### Problems to solve
**A.** Copy out, word for word, everything in the Raman system excerpt from "Instrument setup: The" down to "borosilicate glass bottles).".
**B.** Carry on the Raman spectroscopy text on edible oils, starting right after its last sentence.

### Selected excerpt
>>>

MATERIALS AND METHODS

Instrument setup: The schematic diagram of the laser Raman system is shown in Fig. 1. Monochromatic light (at λ = 632.8 nm) from a 20 mW unpolarized helium-neon laser (Uniphase) is incident by a short-focus (f = 50 mm) lens L1 on the liquid sample kept in a suitable sample holder (quartz or borosilicate glass bottles).

Fig. 1:	Schematic diagram of the constructed Raman system. IF: Interference filter; L1 Expanding lens, L2: Collection lens, L3: Focusing lens, M: Mirror

Light scattered at an angle of 90° to the incident laser beam was collected by another short-focal length lens L2 (f = 50 mm, d = 50 mm) and collimated. The light, which contains the Rayleigh as well as the Raman scattered light, is incident on the 3-cavity dielectric interference filter IF (diameter 25 mm, Coherent). The filter has a peak transmission of 80% at 632.8 nm and a FWHM of about 6 nm. As a result of multiple interference inside the filter, light in a narrow band of wavelengths near 632.8 nm (Rayleigh-scattered light) is mostly transmitted through it, while light outside this band is mostly reflected. The reflected light, containing the Raman-scattered energy, is directed by a mirror (M) towards the spectrograph input. The light is focused on the input slit of the spectrograph by the lens L3 (f = 75 mm). The entire optics on the input side is kept inside a light-tight box in order to reduce the effect of stray light which can interfere with the sensitive Raman measurements. The box has a door on one side and by opening it sample vial can be placed in the system for examination.

The spectrograph (Acton 2750SP) is a Czerny-Turner system using an interchangeable 3-grating turret and has a focal length of 750 mm. The resolution of the system for a 300 lines mm^-1 diffraction grating and 10 μ slit width was about 0.1 nm (about 2.5 cm^-1). Each selected grating can be scanned by computer control. The input side has an adjustable slit but the output side has none. The light falls on a deep-cooled CCD camera (Princeton Instruments PIXIS 100 B) attached to the output port. The camera has a 1340x100 pixel CCD chip cooled to -75 °C by Peltier coolers in order to reduce dark noise. The acquired data (spectrum) can be transferred to the PC by a USB cable and all camera functions, such as setting of acquisition time, camera gain, cosmic ray elimination, as a well as grating scanning can be performed by WinSpec/32 software installed in the attached PC running under Windows XP operating system. The software can also automatically perform subtraction of background noise from the signal, as well as gluing spectra from two adjacent, overlapping spectral regions to make one spectrum. The spectrum can be directly shown on the PC monitor with the abscissa either in nm, in wave numbers (cm^-1) or in relative Raman shifts in wavenumbers.

RESULTS AND DISCUSSION

Acquisition of Raman spectrum in the 2800-3200 cm^-1 region: Raman spectra of edible oils, like soybean, sunflower, canola, palm oil, corn oil, coconut oil etc., were acquired. These oils are collected in sealed containers from supermarket in order to ensure the authenticity of the samples. In some oils, we observed very strong broadband fluorescence in the stokes Raman region. For example, in soybean oil, very strong fluorescence is emitted in such quantities that it completely masks the Raman signal (Fig. 2) when using the He-Ne laser as the excitation source. Almost all the Raman signatures are fully concealed by the fluorescence signal emitted by the carotenes. Due to this difficulty, we scanned the spectrometer to the long-wavelength side and observed the Raman lines (relative Raman shift) in the 2800 to 3200 cm^-1 region. We acquired the spectra and found that it contained usable information.

<<<

### Extracted information
>>>

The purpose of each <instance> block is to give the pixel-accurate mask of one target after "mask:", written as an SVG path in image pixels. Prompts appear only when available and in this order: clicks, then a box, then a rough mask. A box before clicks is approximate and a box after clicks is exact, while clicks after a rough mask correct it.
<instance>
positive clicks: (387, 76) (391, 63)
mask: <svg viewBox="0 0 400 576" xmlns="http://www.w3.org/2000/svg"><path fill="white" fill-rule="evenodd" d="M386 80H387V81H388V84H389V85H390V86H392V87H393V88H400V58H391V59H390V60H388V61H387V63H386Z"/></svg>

<<<
>>>

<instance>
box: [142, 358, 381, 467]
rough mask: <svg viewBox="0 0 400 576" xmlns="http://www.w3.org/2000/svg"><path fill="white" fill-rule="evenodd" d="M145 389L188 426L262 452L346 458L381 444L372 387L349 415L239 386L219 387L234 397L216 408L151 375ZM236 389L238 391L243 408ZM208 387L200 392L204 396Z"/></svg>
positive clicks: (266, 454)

<<<
>>>

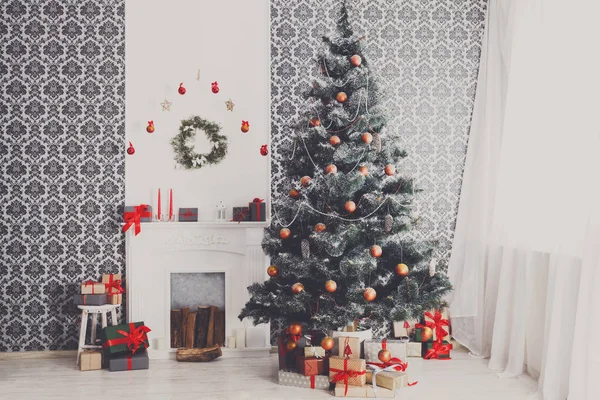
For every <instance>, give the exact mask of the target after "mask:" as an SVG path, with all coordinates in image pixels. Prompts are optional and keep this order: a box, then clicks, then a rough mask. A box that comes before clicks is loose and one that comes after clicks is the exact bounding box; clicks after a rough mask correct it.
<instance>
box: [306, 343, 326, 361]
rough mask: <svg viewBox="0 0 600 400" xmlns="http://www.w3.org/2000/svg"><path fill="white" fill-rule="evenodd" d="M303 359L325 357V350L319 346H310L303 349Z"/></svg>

<<<

### Task-by-task results
**A.**
Instrument setup: The schematic diagram of the laser Raman system is shown in Fig. 1. Monochromatic light (at λ = 632.8 nm) from a 20 mW unpolarized helium-neon laser (Uniphase) is incident by a short-focus (f = 50 mm) lens L1 on the liquid sample kept in a suitable sample holder (quartz or borosilicate glass bottles).

**B.**
Data analysis: A fourth order polynomial line to the fluorescence background was fitted (best fit) and was subtracted from the total spectrum. The Raman lines in the 2800 to 3200 cm^-1 region clearly stood out after this subtraction process. Figure 3 shows the subtracted spectrum in this frequency region for soybean oil. The spectra for other oils such as canola, sunflower, corn, palm and coconut oil are shown in Fig. 4a-e. In all these cases a five point adjacent averaging method was used to smoothen out the curve.

Three prominent features can be identified in this region. The shoulder band at 2855 cm^-1, the strong band at 2970 cm^-1 and the band at 3105 cm^-1. The first band at 2855 cm^-1 is due to symmetric C-H stretching vibration of -CH₂-groups, the intensity of which is a measure of the Total Fatty Acid (TFA) chain of the oil molecules (Baeten et al., 1996).

Fig. 2:	Raman spectrum of soybean oil masked by strong fluorescence

Fig. 3:	Raman spectrum of soybean oil after polynomial fitted background subtraction and five point adjacent averaging

The second band at 2970 cm^-1 is attributed to the C-H stretching vibration of methyl groups. The third band at 3105 cm^-1 is due to C-H symmetric stretching vibrations of =C-H groups, the intensity of which is a measure of the total unsaturated fatty acid (TUSFA) chain ( Baeten et al., 1996). The first and third vibrational modes attributable to TFA and TUSFA are shown in Fig. 5 (Colthup et al., 1975; Sadeghi-Jorabchi et al., 1991).

The different vibrational modes of the fatty acid chain of the oil molecules which are of interest in the Raman analysis of edible oils (Baeten et al., 1998) are shown in Table 1. The ratios of the peaks of the bands at 3015 and 2855 cm^-1 were calculated for five Raman spectra for each of the edible oils and the average was taken as the representative value of TUSFA/TFA content for that particular oil. The ratio of the peaks of the TUSFA and TFA lines could be taken as a rough estimate of the ratio of their intensities.

Table 1:	Major Raman scattered bands typically used in Edible oil analysis
Baeten et al. (1998)

Table 2:	The TUSFA/TFA ratios measured by Raman spectroscopy and calculated from the manufacturers’ data
aRatios calculated from the unsaturated and total fatty acid contents as provided by the manufacturer (claimed to be measured by gas chromatography)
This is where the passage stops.